[Rows from a segmentation dataset]
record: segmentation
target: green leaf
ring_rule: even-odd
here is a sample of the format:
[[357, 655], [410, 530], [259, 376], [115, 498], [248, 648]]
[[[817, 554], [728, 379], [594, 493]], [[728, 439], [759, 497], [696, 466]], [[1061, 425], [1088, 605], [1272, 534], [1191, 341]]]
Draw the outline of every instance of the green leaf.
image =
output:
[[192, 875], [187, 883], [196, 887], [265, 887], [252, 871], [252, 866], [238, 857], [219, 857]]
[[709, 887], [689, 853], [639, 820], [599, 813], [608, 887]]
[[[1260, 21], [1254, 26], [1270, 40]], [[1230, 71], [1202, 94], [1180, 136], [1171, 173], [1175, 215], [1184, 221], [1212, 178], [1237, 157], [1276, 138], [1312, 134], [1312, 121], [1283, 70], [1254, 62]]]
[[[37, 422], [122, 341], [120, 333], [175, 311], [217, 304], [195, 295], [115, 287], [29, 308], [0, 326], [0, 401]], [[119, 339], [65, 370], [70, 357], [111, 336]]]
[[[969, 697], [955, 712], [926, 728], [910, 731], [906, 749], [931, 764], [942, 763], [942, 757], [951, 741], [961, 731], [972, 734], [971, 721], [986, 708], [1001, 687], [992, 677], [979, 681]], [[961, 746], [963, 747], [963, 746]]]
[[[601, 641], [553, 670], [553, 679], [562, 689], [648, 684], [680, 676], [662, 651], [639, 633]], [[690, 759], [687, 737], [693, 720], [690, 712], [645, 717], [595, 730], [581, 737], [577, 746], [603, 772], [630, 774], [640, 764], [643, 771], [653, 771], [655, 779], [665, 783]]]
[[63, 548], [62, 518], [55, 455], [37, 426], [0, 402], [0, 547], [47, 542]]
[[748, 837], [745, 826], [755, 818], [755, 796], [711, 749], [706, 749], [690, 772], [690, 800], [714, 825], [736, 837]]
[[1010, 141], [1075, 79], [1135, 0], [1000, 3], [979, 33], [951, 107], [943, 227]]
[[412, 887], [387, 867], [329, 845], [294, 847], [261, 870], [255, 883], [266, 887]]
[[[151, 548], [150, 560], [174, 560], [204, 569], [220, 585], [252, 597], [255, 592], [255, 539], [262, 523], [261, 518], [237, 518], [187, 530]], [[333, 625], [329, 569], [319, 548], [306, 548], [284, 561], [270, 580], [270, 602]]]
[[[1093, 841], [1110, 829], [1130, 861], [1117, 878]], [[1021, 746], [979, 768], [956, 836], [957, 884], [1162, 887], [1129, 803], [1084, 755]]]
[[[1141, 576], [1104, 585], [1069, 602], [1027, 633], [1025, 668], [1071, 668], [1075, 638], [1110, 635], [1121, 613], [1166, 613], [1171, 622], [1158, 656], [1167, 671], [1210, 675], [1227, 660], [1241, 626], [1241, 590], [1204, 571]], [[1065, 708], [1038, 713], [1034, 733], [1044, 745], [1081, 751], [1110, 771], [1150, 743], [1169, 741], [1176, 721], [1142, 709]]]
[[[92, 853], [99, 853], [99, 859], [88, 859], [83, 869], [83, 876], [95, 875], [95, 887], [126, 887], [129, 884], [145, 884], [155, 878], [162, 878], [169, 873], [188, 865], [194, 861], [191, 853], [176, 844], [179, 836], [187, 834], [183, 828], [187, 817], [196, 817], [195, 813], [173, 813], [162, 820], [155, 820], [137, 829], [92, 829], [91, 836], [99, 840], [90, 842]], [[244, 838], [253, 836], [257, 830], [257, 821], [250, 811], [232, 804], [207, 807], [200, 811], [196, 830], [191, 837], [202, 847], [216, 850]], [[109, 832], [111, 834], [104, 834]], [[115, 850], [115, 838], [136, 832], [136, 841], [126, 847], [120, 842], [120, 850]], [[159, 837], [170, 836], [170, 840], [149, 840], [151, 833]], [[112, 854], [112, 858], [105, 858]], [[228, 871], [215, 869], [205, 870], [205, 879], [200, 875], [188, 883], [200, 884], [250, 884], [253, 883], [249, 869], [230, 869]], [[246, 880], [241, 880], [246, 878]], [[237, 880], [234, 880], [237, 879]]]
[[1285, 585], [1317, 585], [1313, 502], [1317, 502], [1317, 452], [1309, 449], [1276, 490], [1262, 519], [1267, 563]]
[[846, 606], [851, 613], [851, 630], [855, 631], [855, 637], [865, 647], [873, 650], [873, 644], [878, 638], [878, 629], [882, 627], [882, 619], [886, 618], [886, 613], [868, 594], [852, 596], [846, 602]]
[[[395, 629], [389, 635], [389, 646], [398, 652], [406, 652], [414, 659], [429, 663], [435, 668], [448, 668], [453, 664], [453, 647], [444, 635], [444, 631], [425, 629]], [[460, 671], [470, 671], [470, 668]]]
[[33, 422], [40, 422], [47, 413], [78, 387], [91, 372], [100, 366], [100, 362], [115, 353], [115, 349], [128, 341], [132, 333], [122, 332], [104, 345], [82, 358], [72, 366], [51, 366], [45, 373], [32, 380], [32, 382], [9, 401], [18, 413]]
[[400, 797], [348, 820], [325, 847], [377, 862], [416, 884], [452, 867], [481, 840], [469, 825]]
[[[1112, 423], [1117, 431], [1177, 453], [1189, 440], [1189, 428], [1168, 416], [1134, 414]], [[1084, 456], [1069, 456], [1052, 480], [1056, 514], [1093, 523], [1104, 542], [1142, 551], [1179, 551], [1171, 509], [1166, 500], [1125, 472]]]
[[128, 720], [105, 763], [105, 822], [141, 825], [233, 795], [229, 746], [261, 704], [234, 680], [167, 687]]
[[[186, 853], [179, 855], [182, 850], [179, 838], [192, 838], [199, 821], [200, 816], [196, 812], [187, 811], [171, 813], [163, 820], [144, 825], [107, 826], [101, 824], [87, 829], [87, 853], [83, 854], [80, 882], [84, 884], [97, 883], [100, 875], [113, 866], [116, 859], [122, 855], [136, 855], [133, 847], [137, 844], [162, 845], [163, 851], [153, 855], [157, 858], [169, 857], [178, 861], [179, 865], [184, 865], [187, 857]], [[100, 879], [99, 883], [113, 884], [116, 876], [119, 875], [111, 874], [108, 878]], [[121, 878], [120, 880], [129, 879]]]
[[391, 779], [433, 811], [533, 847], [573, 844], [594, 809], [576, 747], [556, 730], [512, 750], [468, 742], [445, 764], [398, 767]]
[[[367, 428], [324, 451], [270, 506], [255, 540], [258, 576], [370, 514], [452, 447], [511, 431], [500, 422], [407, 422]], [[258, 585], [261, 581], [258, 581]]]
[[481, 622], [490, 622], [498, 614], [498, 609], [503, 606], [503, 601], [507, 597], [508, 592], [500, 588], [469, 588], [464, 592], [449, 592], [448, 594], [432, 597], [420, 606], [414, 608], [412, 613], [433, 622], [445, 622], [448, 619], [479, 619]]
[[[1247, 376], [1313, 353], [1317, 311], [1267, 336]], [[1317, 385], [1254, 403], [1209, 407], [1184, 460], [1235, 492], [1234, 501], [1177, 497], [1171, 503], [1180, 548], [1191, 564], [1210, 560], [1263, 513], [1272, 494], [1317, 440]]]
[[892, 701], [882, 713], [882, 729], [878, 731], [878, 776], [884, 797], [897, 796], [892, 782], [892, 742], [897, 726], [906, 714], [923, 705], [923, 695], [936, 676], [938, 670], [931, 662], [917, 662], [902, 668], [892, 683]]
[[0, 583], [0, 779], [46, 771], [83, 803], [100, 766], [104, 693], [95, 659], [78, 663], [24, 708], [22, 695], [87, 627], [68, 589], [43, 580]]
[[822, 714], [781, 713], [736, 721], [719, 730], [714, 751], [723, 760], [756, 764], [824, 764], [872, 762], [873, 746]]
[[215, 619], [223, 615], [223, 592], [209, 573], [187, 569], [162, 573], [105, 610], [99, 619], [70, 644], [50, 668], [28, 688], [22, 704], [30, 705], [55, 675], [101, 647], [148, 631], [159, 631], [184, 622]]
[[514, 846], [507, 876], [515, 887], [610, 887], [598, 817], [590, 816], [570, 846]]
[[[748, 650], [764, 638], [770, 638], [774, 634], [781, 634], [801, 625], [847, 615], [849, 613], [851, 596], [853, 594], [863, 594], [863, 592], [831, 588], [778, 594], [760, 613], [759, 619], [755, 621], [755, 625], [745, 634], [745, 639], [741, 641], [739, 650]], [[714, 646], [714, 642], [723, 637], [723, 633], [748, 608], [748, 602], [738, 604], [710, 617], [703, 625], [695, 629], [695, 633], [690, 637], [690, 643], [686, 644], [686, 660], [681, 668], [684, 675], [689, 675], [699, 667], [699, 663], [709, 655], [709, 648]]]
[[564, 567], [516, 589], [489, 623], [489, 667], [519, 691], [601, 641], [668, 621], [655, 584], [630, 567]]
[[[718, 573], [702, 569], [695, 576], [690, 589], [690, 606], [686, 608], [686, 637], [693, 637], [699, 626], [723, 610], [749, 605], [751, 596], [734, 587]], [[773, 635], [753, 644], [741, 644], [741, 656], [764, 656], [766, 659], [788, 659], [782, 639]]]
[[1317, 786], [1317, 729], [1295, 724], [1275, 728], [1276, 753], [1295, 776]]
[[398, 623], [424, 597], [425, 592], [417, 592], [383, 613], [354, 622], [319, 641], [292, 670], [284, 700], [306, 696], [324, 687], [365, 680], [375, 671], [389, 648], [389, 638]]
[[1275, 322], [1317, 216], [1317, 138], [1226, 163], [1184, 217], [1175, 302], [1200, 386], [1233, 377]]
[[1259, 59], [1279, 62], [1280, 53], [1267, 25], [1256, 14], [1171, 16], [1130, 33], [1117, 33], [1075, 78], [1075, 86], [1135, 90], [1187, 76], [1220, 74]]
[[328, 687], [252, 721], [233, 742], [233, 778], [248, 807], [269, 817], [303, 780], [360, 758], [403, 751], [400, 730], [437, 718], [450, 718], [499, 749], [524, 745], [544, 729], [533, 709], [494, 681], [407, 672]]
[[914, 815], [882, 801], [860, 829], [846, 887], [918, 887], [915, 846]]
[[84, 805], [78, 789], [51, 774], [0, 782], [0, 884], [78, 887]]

==

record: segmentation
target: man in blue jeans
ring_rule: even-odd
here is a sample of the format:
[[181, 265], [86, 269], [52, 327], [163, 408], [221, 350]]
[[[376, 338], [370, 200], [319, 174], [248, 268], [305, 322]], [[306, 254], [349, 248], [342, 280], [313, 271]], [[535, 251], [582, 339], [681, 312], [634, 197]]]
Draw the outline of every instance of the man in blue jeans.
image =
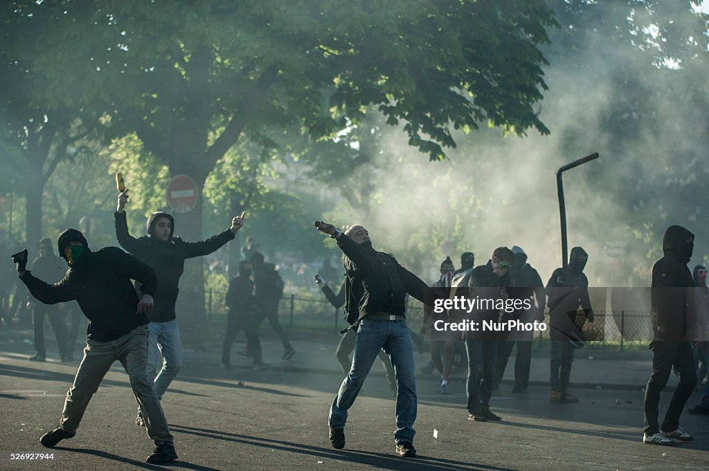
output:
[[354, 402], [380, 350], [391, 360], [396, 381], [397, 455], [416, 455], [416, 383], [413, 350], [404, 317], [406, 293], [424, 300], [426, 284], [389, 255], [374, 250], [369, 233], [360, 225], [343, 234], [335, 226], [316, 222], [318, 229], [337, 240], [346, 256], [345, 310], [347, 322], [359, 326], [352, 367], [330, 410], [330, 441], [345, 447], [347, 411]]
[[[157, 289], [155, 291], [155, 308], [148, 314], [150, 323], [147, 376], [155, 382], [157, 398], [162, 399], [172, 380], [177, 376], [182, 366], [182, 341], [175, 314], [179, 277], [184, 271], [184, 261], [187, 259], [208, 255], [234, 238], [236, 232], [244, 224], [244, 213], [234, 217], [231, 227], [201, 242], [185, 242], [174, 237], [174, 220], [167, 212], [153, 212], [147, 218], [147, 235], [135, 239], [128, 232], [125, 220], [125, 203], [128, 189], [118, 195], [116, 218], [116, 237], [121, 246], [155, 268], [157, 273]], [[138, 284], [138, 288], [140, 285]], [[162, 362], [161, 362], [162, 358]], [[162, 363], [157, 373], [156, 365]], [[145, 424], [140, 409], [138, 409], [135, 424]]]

### Goal
Gather every line of the records above that contains the word "green".

### Answer for this exercise
target: green leaf
Draw the outline of every instance of the green leaf.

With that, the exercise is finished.